Extrait du texte
•••••
Qui se déroule au fin fond de la Lorraine vers la fin de la présidence Gaullienne. S’y croisent ésotérisme, charlatanisme et DS noires enlevant des enfants au milieu de la nuit.

C’est une histoire qui fleure bon la France d’avant, le Nouveau Détective et l’occultisme. Une histoire du genre à faire écrire les exégètes.

Du genre a produire de nouvelles légendes urbaines.

Ou des films expérimentaux.

 

Matkormano est un court-métrage stupéfiant, à la croisée des genres les plus irréconciliables. Entre found footage, reportage télévisuel & cinéma expérimental, la matière documentaire dont il s’inspire est inouïe, et la manière dont ses deux réalisateurs la distordent est aussi déroutante que tétanisante.

 

Mais c’est aussi la manière dont le film est diffusé qui en fait une œuvre à part. Après avoir fait le tour de nombreux festivals en Europe (Festival International du Film de Rotterdam, MUFF, Côté Court | Paris, Festival Nova | Bruxelles), c’est aujourd’hui aux acheteurs de la bande originale du film — éditée en vinyle par Specific recordings — que les réalisateurs ont décidé d’offrir leur film en téléchargement.

 

Rencontre avec Julien Louvet & Fabien Rennet.

 

    Par quel biais avez-vous pris connaissance de l'affaire Maurice Gérard / Matkormano ? Est-ce un fait-divers connu dans votre région ?

 

Julien Louvet | Cette histoire m'a été révélée à la lecture d'un ouvrage de Gérard de Sède. Il évoque la disparition d'enfants dans l'un de ses nombreux ouvrages sur le mystère de Rennes-le-Château, qui ont fait son succès dans les années 60/70. Je me suis aperçu qu'en marge de sa littérature pseudo-ésotérique, il avait documenté ce fait-divers dès 1970, avant même la fin du procès dans ‘Magie à Marsal’, qui à ma connaissance est le seul ouvrage dédié à l'affaire si l'on exclut les ouvrages de Matkormano lui-même. Marsal étant à quelques kilomètres de chez nous, ce fut un prétexte à flânerie.

 

    A quel moment cette histoire a fait naître en vous un désir de film ?
•••••
Données fournies
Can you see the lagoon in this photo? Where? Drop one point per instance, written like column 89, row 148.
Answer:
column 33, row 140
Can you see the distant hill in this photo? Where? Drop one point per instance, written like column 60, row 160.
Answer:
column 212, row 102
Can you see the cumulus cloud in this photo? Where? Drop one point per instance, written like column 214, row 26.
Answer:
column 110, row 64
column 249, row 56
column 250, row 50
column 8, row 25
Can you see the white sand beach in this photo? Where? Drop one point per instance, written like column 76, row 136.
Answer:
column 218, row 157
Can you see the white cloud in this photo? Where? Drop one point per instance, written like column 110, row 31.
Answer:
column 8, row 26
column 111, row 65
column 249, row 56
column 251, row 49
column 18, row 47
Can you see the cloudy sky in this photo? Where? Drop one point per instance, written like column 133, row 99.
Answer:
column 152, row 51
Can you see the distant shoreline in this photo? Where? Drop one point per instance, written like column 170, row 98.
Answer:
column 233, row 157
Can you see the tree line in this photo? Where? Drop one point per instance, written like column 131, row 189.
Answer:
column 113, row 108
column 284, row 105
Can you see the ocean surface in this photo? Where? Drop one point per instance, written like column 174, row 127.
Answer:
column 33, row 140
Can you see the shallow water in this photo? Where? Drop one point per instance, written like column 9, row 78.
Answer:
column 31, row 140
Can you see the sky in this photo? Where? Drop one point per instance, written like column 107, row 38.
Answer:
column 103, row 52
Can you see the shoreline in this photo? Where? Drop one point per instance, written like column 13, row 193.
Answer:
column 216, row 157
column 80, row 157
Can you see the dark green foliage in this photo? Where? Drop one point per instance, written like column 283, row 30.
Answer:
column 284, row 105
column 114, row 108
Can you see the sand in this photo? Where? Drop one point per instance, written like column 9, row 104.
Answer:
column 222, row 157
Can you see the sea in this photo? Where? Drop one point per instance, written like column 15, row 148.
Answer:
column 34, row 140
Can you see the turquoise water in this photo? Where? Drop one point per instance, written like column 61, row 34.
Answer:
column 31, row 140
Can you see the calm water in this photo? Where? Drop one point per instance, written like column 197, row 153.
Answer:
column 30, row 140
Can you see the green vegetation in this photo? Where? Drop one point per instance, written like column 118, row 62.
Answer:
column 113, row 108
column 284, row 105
•••••
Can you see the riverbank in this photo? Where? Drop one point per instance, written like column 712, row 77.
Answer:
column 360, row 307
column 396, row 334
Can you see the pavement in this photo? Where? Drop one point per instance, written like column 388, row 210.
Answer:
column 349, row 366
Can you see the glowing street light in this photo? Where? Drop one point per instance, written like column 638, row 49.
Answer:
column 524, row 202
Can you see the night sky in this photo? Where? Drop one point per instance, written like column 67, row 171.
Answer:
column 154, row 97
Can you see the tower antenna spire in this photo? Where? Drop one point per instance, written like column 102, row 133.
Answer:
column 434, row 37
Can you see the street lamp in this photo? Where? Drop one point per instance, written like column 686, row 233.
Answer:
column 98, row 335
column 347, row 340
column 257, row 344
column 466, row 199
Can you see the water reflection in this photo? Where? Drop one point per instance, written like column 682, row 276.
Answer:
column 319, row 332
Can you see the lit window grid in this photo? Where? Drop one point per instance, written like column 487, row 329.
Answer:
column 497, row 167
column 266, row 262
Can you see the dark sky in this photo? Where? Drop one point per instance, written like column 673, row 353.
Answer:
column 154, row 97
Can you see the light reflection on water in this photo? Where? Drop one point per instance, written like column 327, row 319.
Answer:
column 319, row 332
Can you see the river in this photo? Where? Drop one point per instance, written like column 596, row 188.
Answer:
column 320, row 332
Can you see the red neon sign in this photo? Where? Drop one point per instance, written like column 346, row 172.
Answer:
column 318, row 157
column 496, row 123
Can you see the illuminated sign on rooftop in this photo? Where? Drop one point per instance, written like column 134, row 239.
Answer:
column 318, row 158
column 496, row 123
•••••
Exercices
a – Recopiez le passage de l'extrait sur le court-métrage Matkormano : commencez aux mots « Matkormano est un » et arrêtez-vous après « déroutante que tétanisante. ».
b – Dans les enregistrements, remplacez « per instance » par « for each instance », de la ligne qui contient « Can you see the lagoon » jusqu'à celle qui contient « column 114, row 108 » incluse. Donnez uniquement ces lignes, sans rien y changer d'autre.

Corrigé
a –
Matkormano est un court-métrage stupéfiant, à la croisée des genres les plus irréconciliables. Entre found footage, reportage télévisuel & cinéma expérimental, la matière documentaire dont il s’inspire est inouïe, et la manière dont ses deux réalisateurs la distordent est aussi déroutante que tétanisante.

b –
Can you see the lagoon in this photo? Where? Drop one point for each instance, written like column 89, row 148.
Answer:
column 33, row 140
Can you see the distant hill in this photo? Where? Drop one point for each instance, written like column 60, row 160.
Answer:
column 212, row 102
Can you see the cumulus cloud in this photo? Where? Drop one point for each instance, written like column 214, row 26.
Answer:
column 110, row 64
column 249, row 56
column 250, row 50
column 8, row 25
Can you see the white sand beach in this photo? Where? Drop one point for each instance, written like column 76, row 136.
Answer:
column 218, row 157
Can you see the white cloud in this photo? Where? Drop one point for each instance, written like column 110, row 31.
Answer:
column 8, row 26
column 111, row 65
column 249, row 56
column 251, row 49
column 18, row 47
Can you see the cloudy sky in this photo? Where? Drop one point for each instance, written like column 133, row 99.
Answer:
column 152, row 51
Can you see the distant shoreline in this photo? Where? Drop one point for each instance, written like column 170, row 98.
Answer:
column 233, row 157
Can you see the tree line in this photo? Where? Drop one point for each instance, written like column 131, row 189.
Answer:
column 113, row 108
column 284, row 105
Can you see the ocean surface in this photo? Where? Drop one point for each instance, written like column 174, row 127.
Answer:
column 33, row 140
Can you see the shallow water in this photo? Where? Drop one point for each instance, written like column 9, row 78.
Answer:
column 31, row 140
Can you see the sky in this photo? Where? Drop one point for each instance, written like column 107, row 38.
Answer:
column 103, row 52
Can you see the shoreline in this photo? Where? Drop one point for each instance, written like column 13, row 193.
Answer:
column 216, row 157
column 80, row 157
Can you see the dark green foliage in this photo? Where? Drop one point for each instance, written like column 283, row 30.
Answer:
column 284, row 105
column 114, row 108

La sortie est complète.